- [Stated problem]: Reproduce the lines below from the one that contains "the metal gate" through the end, inclusive, and add nothing.

- [Records for processing]:
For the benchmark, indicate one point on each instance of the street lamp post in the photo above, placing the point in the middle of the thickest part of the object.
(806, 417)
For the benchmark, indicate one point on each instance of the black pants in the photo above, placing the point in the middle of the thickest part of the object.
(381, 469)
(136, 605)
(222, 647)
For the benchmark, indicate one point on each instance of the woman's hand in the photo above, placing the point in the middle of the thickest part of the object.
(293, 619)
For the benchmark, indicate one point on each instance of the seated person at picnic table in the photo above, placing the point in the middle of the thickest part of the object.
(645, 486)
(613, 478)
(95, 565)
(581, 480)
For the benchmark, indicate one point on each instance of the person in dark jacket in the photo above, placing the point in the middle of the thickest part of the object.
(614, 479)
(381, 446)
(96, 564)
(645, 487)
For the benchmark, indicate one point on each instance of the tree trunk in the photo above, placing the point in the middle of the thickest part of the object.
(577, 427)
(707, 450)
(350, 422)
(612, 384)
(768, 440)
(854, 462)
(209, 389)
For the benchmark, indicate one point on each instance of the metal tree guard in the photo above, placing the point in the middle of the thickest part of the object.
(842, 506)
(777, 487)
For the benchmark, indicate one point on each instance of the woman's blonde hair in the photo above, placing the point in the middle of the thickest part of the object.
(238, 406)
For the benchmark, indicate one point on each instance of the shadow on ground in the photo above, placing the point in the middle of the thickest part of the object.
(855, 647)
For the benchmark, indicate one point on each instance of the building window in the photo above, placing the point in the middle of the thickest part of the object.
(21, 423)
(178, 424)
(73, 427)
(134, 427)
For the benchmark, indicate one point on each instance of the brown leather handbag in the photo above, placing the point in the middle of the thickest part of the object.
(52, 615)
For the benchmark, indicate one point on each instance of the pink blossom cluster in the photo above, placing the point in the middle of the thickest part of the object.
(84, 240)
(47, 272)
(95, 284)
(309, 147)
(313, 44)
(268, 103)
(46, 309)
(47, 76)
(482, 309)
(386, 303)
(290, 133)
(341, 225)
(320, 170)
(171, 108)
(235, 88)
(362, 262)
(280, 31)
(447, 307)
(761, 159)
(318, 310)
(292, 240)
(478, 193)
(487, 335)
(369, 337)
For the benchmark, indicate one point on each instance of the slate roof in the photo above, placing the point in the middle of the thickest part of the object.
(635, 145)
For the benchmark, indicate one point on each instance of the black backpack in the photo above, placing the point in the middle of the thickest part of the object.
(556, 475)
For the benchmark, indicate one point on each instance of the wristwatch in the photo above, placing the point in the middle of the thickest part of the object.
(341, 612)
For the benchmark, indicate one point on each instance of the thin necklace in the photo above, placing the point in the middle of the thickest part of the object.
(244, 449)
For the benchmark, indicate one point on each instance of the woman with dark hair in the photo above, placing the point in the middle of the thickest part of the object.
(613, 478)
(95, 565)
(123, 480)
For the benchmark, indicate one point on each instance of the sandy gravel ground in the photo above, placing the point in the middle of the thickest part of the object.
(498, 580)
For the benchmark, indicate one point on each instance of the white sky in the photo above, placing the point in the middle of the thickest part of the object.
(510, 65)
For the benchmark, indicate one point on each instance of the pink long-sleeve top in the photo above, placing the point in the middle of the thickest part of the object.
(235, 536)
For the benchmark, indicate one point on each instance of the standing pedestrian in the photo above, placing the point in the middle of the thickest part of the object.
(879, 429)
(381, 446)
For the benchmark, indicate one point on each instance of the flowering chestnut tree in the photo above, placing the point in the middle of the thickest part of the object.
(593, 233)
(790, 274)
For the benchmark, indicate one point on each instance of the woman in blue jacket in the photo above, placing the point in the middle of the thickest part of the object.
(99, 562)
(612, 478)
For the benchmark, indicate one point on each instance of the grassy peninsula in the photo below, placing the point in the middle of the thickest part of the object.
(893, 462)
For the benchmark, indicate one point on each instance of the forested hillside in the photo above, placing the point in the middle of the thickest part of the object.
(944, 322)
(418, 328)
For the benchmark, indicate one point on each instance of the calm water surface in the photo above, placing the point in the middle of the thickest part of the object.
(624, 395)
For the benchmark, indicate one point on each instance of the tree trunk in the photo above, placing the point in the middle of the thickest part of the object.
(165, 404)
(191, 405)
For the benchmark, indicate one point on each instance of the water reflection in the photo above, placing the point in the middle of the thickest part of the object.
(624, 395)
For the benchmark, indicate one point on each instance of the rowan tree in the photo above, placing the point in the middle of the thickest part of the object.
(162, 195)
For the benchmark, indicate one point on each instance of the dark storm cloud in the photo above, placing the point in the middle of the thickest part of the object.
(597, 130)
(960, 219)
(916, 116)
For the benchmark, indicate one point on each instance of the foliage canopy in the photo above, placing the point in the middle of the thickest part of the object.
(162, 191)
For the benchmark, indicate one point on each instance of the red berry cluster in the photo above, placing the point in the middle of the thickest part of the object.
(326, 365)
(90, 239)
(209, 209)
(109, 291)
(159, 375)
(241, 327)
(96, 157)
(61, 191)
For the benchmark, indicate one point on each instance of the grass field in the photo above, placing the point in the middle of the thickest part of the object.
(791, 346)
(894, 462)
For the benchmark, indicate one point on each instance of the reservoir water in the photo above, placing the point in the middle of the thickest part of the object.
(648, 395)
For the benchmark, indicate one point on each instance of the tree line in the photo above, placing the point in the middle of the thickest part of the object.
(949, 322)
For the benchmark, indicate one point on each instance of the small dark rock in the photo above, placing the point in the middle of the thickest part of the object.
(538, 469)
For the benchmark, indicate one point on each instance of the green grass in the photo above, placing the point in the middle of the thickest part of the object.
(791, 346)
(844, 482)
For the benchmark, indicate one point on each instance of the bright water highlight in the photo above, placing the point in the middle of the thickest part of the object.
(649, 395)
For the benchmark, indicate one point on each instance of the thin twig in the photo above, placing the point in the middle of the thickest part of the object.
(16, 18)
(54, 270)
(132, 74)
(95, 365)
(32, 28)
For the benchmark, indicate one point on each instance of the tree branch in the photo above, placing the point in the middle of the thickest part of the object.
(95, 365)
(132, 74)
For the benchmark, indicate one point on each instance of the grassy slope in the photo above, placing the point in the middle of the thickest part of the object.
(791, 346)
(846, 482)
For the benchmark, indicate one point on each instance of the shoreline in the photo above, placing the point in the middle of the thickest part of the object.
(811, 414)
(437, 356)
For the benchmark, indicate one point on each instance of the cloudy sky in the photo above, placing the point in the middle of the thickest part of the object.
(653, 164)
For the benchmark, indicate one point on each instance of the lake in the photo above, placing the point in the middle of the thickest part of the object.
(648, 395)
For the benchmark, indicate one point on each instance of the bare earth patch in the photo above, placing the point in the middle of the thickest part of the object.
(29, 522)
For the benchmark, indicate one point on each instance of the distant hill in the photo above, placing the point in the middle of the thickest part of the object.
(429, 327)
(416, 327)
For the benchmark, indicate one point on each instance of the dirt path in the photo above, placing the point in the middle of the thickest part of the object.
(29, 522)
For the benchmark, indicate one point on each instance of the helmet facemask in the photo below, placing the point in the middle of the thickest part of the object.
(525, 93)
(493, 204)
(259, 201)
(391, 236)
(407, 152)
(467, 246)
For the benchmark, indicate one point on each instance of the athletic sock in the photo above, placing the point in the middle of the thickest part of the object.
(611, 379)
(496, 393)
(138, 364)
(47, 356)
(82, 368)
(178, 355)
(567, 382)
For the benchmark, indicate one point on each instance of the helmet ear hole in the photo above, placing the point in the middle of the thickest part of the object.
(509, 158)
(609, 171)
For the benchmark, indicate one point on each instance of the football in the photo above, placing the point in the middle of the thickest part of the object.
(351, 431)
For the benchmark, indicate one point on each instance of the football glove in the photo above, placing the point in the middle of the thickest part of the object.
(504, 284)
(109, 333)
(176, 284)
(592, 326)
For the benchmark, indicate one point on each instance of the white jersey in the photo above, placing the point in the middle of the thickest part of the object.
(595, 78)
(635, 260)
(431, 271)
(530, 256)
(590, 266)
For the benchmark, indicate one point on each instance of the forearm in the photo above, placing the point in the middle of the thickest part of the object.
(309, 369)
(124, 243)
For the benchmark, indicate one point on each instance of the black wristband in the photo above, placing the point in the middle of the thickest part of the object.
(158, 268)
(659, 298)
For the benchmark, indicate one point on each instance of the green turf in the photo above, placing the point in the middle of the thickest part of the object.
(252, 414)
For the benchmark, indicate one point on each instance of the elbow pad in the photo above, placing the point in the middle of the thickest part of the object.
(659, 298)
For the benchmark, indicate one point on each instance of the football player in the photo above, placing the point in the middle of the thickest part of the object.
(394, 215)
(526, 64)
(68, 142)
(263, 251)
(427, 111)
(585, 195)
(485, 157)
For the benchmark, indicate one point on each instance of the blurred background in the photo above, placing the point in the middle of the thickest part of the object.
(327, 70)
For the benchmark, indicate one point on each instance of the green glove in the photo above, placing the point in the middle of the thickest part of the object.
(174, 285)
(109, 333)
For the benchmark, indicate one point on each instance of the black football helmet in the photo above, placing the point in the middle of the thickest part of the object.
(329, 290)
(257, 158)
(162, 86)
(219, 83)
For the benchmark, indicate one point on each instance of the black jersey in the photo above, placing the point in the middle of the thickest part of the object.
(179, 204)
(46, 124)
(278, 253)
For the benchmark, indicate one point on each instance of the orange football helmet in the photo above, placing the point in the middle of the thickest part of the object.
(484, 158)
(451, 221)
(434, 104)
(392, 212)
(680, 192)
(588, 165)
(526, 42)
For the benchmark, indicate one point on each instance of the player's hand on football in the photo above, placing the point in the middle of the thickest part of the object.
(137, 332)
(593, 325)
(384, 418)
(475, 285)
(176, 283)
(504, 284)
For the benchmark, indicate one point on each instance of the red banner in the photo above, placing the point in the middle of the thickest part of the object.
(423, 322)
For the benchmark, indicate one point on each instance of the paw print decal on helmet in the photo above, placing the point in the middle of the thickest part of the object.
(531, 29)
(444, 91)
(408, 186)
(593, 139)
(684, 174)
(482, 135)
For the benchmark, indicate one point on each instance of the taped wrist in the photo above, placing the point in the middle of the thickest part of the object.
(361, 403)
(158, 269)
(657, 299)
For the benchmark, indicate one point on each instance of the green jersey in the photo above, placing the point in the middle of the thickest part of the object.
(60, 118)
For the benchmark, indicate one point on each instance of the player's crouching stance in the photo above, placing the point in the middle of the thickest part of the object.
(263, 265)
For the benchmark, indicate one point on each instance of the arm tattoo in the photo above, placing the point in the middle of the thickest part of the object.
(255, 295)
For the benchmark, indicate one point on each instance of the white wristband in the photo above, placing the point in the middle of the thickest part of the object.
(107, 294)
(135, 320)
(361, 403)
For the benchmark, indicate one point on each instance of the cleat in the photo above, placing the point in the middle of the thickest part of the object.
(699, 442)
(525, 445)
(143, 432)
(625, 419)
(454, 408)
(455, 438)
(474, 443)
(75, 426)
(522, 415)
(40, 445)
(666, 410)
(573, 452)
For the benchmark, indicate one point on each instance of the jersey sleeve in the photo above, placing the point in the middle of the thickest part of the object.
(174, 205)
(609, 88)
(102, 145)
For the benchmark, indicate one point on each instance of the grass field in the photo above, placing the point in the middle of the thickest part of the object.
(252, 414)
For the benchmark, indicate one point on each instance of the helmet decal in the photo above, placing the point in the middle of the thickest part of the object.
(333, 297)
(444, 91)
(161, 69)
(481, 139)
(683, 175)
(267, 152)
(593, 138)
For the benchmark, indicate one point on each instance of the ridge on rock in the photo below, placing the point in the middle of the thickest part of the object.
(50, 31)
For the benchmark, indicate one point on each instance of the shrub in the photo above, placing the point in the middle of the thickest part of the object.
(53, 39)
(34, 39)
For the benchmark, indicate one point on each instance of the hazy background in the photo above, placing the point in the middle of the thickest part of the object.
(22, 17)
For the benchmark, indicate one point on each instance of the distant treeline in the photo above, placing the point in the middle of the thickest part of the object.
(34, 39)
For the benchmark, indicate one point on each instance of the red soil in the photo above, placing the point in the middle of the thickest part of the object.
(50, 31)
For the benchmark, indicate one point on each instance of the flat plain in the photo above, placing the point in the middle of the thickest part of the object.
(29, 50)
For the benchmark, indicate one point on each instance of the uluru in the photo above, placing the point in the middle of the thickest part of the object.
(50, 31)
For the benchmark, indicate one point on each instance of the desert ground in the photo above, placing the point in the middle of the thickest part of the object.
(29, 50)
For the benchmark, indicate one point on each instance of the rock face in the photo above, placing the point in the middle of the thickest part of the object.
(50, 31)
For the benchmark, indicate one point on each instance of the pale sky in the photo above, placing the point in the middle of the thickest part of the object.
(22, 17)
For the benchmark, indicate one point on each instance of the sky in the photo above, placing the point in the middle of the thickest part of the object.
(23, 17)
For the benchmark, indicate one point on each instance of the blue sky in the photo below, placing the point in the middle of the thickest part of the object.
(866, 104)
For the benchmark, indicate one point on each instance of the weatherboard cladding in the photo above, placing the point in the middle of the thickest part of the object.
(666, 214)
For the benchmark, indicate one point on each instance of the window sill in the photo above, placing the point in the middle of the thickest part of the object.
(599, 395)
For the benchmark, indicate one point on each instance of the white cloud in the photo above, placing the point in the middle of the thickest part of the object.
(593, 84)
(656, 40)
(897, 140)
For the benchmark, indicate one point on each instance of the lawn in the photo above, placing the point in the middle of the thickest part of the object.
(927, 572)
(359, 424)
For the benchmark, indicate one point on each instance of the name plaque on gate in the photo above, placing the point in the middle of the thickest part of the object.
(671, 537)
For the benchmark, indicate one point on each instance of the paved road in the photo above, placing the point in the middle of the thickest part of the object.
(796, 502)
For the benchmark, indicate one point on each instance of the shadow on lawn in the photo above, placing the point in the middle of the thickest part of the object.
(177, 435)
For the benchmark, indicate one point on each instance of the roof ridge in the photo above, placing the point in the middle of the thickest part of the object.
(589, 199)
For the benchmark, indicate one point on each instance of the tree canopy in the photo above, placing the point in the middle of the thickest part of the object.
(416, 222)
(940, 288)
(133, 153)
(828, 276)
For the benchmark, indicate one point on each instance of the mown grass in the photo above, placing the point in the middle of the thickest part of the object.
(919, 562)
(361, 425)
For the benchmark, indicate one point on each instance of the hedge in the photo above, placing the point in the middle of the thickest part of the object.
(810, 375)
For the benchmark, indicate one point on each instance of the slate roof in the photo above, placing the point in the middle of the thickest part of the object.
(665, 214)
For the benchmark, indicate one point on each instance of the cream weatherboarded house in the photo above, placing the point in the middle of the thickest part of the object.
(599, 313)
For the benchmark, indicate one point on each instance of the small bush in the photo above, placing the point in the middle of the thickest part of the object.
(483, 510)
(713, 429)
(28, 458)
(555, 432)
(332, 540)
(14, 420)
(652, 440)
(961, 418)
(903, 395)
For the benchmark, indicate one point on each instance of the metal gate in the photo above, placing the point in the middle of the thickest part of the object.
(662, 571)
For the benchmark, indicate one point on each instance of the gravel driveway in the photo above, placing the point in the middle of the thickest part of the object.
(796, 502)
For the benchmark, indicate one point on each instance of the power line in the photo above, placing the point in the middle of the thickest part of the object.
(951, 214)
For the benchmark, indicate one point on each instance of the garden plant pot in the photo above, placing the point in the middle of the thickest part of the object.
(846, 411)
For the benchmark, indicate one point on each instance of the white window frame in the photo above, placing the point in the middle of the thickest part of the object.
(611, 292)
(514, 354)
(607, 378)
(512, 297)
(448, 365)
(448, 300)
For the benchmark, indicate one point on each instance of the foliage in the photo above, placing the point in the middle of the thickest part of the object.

- [Solution to the problem]:
For the benchmark, indicate one point on each instance of the metal gate in the photo above, placing the point in the middle of the thickest part of the object.
(662, 571)
For the benchmark, indicate one point on each instance of the gravel driveway in the photo above, placing the point in the middle of the thickest part of the object.
(796, 502)
For the benchmark, indicate one point on each instance of the power line in the photo above, placing the point in the middle of the thickest part of the object.
(951, 214)
For the benchmark, indicate one point on each instance of the garden plant pot in the photo above, placing the point in the middle of the thickest part of the object.
(846, 411)
For the benchmark, indicate one point on each instance of the white window frame in the photo above, placing the point in the middle of the thickest part of the object.
(611, 292)
(514, 354)
(607, 378)
(512, 297)
(448, 365)
(448, 300)
For the benchmark, indicate one point on each instance of the foliage in the photo above, placing the point in the middle of the thickest part of the object.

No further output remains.